*TRAVAIL DEMANDÉ*.
Reproduisez à l'identique chacune des lignes de tous les items ci-dessous, sans rien omettre ni modifier.

*ITEMS FOURNIS*.
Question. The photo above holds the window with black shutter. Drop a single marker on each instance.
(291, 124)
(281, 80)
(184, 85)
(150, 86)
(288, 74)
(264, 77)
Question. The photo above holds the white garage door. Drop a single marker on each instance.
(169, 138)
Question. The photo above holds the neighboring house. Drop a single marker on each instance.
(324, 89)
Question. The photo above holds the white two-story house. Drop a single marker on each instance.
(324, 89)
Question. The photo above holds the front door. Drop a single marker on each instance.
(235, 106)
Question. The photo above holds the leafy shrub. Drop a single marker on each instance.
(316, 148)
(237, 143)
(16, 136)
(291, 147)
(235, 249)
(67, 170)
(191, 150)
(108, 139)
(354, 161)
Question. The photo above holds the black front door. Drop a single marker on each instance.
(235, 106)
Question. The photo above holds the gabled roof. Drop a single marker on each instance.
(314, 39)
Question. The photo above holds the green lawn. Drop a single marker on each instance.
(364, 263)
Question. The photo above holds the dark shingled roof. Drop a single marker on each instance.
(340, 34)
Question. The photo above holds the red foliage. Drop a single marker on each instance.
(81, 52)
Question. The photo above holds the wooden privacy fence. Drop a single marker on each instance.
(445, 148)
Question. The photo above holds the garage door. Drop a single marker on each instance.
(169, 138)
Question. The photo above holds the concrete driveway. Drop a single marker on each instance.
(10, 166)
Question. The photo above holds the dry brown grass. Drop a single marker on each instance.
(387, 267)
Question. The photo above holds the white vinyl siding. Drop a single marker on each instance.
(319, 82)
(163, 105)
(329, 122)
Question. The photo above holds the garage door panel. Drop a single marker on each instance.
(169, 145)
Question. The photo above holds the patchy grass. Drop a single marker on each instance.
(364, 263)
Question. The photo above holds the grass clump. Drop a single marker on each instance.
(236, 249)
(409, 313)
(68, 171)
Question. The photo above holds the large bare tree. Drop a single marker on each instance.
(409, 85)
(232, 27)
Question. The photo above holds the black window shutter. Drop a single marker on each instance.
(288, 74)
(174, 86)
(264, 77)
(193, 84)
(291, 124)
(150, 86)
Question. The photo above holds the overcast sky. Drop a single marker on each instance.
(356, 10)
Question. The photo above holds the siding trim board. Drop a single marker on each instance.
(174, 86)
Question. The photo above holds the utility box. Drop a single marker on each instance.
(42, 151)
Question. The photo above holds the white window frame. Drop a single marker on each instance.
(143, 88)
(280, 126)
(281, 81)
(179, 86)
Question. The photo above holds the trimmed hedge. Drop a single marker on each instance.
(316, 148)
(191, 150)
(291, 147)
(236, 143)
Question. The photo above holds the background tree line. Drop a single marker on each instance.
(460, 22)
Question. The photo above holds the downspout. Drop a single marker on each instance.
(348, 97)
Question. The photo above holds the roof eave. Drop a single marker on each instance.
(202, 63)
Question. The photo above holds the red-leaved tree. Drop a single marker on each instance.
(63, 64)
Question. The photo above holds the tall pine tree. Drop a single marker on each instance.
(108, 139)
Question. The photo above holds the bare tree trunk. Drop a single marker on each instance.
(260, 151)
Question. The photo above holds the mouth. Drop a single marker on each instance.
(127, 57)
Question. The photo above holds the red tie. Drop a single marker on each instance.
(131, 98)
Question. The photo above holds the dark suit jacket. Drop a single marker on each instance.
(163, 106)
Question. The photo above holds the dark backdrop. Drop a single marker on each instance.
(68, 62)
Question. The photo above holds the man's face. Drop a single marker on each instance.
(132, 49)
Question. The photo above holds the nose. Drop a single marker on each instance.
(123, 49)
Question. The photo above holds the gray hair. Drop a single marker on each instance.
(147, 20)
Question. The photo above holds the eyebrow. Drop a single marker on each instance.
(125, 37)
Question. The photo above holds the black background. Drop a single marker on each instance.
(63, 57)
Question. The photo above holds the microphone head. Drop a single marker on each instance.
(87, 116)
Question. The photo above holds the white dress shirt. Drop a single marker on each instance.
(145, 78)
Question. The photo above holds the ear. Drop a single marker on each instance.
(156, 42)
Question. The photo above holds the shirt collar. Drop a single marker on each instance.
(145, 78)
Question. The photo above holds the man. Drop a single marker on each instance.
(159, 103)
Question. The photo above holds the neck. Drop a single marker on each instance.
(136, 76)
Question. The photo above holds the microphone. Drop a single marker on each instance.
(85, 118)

*RÉSULTAT OBTENU*.
Question. The photo above holds the window with black shutter. Drop a single marker on each instance.
(291, 124)
(281, 80)
(184, 85)
(150, 86)
(288, 74)
(264, 77)
Question. The photo above holds the white garage door. Drop a single marker on each instance.
(169, 138)
Question. The photo above holds the neighboring house. Drop a single marker on each instance.
(324, 89)
Question. The photo above holds the white two-story house. Drop a single marker on each instance.
(324, 89)
Question. The photo above holds the front door. Drop a single marker on each instance.
(235, 106)
Question. The photo above holds the leafy shrub. Drop a single marker on each instance.
(316, 148)
(237, 143)
(16, 136)
(291, 147)
(235, 249)
(67, 170)
(191, 150)
(108, 139)
(354, 161)
Question. The photo above holds the black front door. Drop a single marker on each instance.
(235, 106)
Question. The photo above holds the gabled roof. Drop a single marker on each instance.
(314, 39)
Question. The photo above holds the green lawn. Drop a single marker on each instance.
(364, 263)
Question. The photo above holds the dark shingled roof. Drop a single marker on each instance.
(340, 34)
Question. The photo above holds the red foliage. Drop a single marker on each instance.
(81, 52)
Question. The photo above holds the wooden privacy fence. Drop a single marker on each instance.
(445, 148)
Question. The photo above holds the garage door. Drop a single marker on each instance.
(169, 138)
Question. The photo above holds the concrete driveway. Drop a single marker on each instance.
(10, 166)
Question. The photo above holds the dry brown grass. Drop a single marker on each instance.
(387, 267)
Question. The photo above holds the white vinyl siding. Drop a single marker on each instance.
(319, 82)
(163, 105)
(329, 122)
Question. The photo above holds the garage door panel. Drop a single marker on each instance.
(169, 145)
Question. The photo above holds the patchy grass. Drop a single marker on each instance.
(364, 263)
Question. The photo above holds the grass clump. Drop a single marker on each instance.
(236, 249)
(409, 313)
(68, 171)
Question. The photo above holds the large bare tree. Drop a single marker on each instance.
(409, 85)
(232, 27)
Question. The photo above holds the black window shutter. Drop a single marker on each instance.
(288, 74)
(174, 86)
(264, 77)
(193, 84)
(291, 124)
(150, 86)
Question. The photo above holds the overcast sky. Drop a single marker on each instance.
(356, 10)
Question. The photo above holds the siding trim board. Drop a single marker on each instance.
(174, 86)
Question. The photo above holds the utility box. Drop a single marker on each instance.
(42, 151)
Question. The photo above holds the white window frame. Drop a single marker on each instance.
(143, 88)
(280, 126)
(281, 81)
(179, 86)
Question. The photo above holds the trimmed hedge. Drop a single marker on each instance.
(316, 148)
(191, 150)
(291, 147)
(236, 143)
Question. The photo above holds the background tree line. Drop a single marker on each instance.
(460, 22)
Question. The photo above holds the downspout. Drop a single marker on each instance.
(348, 97)
Question. The photo above holds the roof eave. Drop a single marker on each instance.
(202, 63)
Question. The photo above holds the red-leaved tree. Drop a single marker on each instance.
(63, 64)
Question. The photo above holds the tall pine tree. Drop a single marker on each instance.
(108, 139)
Question. The photo above holds the bare tree trunk. Drop a single marker on each instance.
(260, 151)
Question. The photo above holds the mouth. Drop a single marker on each instance.
(127, 57)
Question. The photo above holds the red tie. Drop a single marker on each instance.
(131, 98)
Question. The photo above holds the dark suit jacket. Drop a single marker on each instance.
(163, 106)
Question. The photo above holds the dark backdrop. Drop a single marker on each instance.
(68, 62)
Question. The photo above holds the man's face. Drop a single marker on each instance.
(132, 49)
Question. The photo above holds the nose. Drop a single marker on each instance.
(123, 49)
Question. The photo above holds the gray hair. Drop a single marker on each instance.
(147, 20)
Question. The photo above holds the eyebrow. Drop a single marker on each instance.
(125, 37)
Question. The photo above holds the black background. Drop a single marker on each instance.
(63, 57)
Question. The photo above holds the microphone head. Drop a single marker on each instance.
(87, 116)
Question. The photo above holds the white dress shirt. Drop a single marker on each instance.
(145, 78)
Question. The photo above holds the ear. Drop a single marker on each instance.
(156, 42)
Question. The photo above holds the shirt collar. Drop a single marker on each instance.
(145, 78)
Question. The photo above holds the man. Drop a single marker on each instance.
(159, 103)
Question. The photo above holds the neck. Drop a single marker on each instance.
(136, 76)
Question. The photo above holds the microphone. Drop a single marker on each instance.
(85, 118)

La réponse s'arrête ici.